§ **WORK INSTRUCTIONS**:
Please quote every one of the following records word for word, leaving each line unchanged.

——————————

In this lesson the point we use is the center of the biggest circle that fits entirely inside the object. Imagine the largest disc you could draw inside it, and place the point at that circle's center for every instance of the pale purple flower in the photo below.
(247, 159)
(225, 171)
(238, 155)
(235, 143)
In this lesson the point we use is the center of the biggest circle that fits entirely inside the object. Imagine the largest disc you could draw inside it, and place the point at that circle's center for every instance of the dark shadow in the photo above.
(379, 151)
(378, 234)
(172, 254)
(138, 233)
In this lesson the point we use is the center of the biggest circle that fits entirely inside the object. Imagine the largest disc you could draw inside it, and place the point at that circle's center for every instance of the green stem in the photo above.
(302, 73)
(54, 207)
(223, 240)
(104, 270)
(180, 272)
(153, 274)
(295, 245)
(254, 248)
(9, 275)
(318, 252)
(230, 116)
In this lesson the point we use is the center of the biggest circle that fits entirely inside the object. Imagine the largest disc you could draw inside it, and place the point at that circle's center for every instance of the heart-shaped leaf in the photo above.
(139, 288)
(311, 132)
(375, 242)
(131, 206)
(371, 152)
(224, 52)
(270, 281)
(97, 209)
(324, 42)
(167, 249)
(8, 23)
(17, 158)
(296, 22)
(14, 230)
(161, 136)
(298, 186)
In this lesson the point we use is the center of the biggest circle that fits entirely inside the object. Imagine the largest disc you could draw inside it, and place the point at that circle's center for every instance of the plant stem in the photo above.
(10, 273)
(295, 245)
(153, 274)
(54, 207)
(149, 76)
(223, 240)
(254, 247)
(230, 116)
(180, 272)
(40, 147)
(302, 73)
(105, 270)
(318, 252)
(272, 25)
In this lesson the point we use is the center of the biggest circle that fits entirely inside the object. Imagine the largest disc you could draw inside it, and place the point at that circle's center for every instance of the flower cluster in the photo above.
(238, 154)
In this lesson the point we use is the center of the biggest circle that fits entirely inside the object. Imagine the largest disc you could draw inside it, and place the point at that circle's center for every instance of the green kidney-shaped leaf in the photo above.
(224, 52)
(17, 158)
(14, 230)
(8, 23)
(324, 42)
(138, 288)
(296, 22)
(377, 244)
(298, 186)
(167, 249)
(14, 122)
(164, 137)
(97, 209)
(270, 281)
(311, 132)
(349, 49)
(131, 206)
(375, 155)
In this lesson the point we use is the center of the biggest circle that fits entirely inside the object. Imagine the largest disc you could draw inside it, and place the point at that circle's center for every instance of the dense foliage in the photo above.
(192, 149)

——————————

§ **FINAL RESULT**:
In this lesson the point we use is the center of the biggest circle that fits entirely inside the object. Imagine the largest disc you could draw inside it, and place the point at that circle's center for every instance of the pale purple flower in the photo below.
(247, 159)
(225, 171)
(238, 155)
(235, 143)
In this lesson the point we use is the center of the biggest circle that fits entirely inside the object. Imagine the largest disc you could draw inside it, and place the point at that circle's center for every instance of the dark shadow in the photo above.
(379, 151)
(378, 234)
(172, 254)
(138, 233)
In this lesson the point we use is the center of the biggest circle that fits entirely inside the object. Imagine the largest disc you could draw inside it, and place the point at that circle's center for every instance of the green stem in the photo above.
(302, 73)
(54, 207)
(223, 240)
(104, 270)
(180, 272)
(153, 274)
(295, 245)
(254, 248)
(9, 275)
(318, 252)
(230, 116)
In this lesson the point we use is the center of the biggest circle that fits entirely inside the object. Imagine the largest disc you could draw inside it, and place the point at that circle's center for every instance of the heart-shaped leaf in the photo above.
(139, 288)
(311, 132)
(375, 242)
(131, 206)
(371, 152)
(224, 52)
(270, 281)
(97, 209)
(324, 42)
(167, 249)
(8, 23)
(17, 158)
(296, 22)
(14, 230)
(161, 136)
(298, 186)
In this lesson the point we use is the center of the biggest circle that fits entirely inside the object. Imagine the largest disc you could draw inside it, and place the point at that circle's center for every instance of the plant stem in the photo above.
(10, 273)
(295, 245)
(153, 274)
(54, 207)
(149, 76)
(223, 240)
(254, 247)
(230, 116)
(180, 272)
(40, 147)
(302, 73)
(105, 270)
(318, 252)
(272, 25)
In this lesson the point we use is the center of the biggest circle that fits entirely inside the object. Imagine the largest disc you could draw inside it, and place the point at that circle's center for every instance of the flower cluster in the photo above.
(238, 154)
In this lesson the point we use is the center of the biggest circle that fits entirely inside the object. Imagine the largest disc you could draw inside it, and place the point at that circle's center for every instance of the green kidney-shaped leaf in the photo above.
(224, 52)
(17, 158)
(14, 230)
(8, 23)
(324, 42)
(138, 288)
(296, 22)
(377, 244)
(298, 186)
(167, 249)
(14, 122)
(164, 137)
(97, 209)
(270, 281)
(311, 132)
(349, 49)
(131, 206)
(375, 155)
In this lesson the point we use is the center of the biggest circle that fits entirely inside the object. Imagine the largest disc you could draw inside it, and place the point at that circle's center for every instance of the dense foliage in the photo above.
(192, 149)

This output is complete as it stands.